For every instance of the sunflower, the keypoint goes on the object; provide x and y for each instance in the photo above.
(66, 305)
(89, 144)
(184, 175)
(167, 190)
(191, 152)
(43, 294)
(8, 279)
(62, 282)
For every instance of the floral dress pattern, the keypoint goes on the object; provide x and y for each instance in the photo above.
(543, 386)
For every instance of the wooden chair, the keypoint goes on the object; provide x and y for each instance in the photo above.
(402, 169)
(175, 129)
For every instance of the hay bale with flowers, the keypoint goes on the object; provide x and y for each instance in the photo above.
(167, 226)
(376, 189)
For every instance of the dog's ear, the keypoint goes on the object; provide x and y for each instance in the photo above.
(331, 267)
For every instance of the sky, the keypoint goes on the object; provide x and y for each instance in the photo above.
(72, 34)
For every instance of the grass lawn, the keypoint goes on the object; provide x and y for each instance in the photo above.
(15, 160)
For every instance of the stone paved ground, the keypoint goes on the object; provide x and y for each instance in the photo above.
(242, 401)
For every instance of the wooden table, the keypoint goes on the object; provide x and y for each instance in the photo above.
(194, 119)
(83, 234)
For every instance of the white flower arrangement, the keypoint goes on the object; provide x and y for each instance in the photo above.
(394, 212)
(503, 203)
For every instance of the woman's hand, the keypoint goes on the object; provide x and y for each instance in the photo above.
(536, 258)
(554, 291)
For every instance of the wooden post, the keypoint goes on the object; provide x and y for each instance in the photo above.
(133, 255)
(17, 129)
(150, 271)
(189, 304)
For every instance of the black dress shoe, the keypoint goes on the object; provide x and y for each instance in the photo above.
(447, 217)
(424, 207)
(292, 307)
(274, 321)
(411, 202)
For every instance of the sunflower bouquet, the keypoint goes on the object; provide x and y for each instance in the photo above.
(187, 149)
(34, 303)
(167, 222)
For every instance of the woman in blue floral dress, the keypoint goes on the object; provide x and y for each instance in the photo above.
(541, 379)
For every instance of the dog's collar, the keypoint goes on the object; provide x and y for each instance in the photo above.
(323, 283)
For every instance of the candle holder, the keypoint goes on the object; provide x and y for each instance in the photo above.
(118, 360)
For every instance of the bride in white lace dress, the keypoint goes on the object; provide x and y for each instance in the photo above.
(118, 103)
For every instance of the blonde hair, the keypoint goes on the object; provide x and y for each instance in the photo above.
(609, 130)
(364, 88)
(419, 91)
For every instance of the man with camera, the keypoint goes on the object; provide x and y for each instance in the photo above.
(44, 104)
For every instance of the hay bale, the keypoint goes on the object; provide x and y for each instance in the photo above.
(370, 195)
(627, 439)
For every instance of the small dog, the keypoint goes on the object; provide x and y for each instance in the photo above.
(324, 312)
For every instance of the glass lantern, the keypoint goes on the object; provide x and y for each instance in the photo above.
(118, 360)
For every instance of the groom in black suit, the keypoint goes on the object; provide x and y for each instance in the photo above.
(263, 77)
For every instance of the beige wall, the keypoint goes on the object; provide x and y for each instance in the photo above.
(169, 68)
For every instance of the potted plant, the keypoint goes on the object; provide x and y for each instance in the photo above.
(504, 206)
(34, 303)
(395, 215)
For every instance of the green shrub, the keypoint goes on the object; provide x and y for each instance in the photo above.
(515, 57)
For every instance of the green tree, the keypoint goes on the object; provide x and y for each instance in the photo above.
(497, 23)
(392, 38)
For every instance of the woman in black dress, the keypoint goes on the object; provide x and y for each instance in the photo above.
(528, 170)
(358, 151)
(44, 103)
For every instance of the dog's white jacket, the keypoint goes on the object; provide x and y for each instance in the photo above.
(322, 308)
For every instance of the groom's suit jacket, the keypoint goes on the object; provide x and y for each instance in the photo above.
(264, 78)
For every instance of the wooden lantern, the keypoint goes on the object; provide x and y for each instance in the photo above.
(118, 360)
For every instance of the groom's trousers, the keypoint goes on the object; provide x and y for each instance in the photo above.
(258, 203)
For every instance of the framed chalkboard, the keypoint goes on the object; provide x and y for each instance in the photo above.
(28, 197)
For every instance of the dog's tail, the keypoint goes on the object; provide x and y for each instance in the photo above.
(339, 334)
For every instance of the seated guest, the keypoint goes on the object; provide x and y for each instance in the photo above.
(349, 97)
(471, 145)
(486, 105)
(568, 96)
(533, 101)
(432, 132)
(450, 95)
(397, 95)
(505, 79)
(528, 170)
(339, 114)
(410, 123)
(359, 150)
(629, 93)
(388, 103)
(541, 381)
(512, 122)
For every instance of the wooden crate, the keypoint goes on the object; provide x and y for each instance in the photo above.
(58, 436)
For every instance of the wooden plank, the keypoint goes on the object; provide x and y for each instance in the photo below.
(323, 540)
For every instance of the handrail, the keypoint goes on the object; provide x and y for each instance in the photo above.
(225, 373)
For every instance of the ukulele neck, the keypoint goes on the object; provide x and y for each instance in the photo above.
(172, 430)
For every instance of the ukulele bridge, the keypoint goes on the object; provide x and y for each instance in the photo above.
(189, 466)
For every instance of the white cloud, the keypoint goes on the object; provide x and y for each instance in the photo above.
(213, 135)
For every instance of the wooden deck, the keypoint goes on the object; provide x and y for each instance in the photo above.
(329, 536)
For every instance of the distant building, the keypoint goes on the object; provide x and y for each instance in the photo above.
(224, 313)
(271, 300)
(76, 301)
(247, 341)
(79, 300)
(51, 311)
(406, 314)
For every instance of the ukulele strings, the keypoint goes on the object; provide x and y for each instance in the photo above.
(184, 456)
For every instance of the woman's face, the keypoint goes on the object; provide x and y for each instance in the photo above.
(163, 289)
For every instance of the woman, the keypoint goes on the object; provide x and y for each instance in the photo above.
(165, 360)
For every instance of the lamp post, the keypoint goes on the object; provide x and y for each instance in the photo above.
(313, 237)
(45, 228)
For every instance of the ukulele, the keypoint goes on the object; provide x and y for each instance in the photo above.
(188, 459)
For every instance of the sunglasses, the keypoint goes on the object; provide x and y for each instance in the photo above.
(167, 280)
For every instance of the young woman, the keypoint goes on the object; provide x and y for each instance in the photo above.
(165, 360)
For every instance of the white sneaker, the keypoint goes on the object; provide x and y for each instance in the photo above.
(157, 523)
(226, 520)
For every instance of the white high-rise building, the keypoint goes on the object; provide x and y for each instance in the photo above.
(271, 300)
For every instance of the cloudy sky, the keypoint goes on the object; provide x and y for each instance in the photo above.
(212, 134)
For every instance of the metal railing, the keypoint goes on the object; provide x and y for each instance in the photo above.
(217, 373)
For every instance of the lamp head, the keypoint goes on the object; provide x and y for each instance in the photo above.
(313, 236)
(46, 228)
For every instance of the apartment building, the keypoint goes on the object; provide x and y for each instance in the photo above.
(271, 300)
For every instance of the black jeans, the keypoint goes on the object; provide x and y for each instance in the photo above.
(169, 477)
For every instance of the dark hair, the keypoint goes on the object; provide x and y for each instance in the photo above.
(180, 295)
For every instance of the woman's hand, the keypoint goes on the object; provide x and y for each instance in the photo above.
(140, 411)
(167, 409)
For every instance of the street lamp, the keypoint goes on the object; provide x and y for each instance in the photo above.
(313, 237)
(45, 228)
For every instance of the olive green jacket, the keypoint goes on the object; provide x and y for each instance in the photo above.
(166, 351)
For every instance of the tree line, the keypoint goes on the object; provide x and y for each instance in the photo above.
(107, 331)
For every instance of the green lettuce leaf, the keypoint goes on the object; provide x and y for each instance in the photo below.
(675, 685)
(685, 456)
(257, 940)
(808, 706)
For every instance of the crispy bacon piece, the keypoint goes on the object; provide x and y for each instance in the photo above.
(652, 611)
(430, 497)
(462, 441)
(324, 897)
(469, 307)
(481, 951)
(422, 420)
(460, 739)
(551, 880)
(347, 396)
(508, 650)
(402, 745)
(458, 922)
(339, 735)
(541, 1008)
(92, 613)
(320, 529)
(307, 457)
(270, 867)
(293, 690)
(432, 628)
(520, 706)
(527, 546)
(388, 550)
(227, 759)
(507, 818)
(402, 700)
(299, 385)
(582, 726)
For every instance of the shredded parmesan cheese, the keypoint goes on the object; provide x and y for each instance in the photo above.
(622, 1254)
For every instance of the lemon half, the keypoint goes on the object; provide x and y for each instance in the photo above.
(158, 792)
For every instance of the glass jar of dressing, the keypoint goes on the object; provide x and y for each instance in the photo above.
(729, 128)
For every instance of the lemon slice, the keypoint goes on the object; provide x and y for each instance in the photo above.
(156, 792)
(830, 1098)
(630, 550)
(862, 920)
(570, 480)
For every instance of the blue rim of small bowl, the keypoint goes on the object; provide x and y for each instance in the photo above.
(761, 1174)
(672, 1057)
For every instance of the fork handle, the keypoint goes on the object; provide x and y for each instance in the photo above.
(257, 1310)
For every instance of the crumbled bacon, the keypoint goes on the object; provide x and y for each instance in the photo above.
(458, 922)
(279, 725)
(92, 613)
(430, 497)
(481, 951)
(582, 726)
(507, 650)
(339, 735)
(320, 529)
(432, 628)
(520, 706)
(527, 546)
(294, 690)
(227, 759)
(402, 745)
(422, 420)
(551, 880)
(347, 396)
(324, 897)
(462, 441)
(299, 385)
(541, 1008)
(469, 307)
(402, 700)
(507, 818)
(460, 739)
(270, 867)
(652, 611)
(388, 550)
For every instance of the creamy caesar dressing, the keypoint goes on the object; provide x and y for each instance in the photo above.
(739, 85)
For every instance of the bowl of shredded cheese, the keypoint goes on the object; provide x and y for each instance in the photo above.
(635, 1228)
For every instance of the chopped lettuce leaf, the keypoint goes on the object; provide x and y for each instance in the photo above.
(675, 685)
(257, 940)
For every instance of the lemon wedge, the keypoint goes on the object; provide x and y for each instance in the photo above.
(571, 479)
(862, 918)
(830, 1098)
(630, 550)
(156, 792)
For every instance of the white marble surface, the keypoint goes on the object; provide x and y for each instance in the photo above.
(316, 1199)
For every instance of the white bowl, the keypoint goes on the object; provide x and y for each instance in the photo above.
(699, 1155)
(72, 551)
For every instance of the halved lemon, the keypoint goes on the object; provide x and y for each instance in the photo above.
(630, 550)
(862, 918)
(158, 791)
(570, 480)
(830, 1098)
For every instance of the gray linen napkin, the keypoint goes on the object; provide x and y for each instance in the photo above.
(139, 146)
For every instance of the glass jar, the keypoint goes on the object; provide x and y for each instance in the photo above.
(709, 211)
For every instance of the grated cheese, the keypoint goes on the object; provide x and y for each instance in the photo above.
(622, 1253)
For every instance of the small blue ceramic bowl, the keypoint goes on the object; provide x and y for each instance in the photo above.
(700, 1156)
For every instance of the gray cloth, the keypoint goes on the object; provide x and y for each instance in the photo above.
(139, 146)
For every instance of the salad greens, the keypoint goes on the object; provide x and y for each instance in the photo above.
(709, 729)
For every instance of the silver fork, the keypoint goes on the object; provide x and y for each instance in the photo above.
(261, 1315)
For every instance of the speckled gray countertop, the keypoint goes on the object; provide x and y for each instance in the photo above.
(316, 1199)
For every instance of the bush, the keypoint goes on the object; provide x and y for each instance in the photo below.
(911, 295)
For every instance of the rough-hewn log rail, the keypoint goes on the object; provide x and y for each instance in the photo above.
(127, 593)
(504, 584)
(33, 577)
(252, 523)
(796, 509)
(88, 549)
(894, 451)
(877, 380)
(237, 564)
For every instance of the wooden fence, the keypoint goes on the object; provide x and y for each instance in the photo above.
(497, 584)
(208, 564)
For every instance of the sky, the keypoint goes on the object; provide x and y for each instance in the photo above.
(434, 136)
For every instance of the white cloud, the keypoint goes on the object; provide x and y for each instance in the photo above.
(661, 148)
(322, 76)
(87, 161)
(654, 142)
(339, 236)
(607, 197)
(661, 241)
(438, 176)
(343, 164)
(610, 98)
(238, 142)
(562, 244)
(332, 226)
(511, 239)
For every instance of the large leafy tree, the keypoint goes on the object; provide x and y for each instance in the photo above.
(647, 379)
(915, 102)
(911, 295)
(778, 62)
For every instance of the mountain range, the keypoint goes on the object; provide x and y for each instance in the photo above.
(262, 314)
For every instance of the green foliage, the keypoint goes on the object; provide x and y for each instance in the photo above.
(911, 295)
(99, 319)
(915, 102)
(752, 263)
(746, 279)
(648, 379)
- - - - -
WORK TO BE COMPLETED = Only the lines from the one containing "For every instance of the green foliage, the" through the end of the records above belong in the output, each exactly as it stands, both ends included.

ANSWER =
For every instance of the green foliage, the keypoint goes on the object; provide x and y for each instance in the photo above.
(911, 295)
(99, 319)
(915, 102)
(752, 263)
(746, 279)
(648, 379)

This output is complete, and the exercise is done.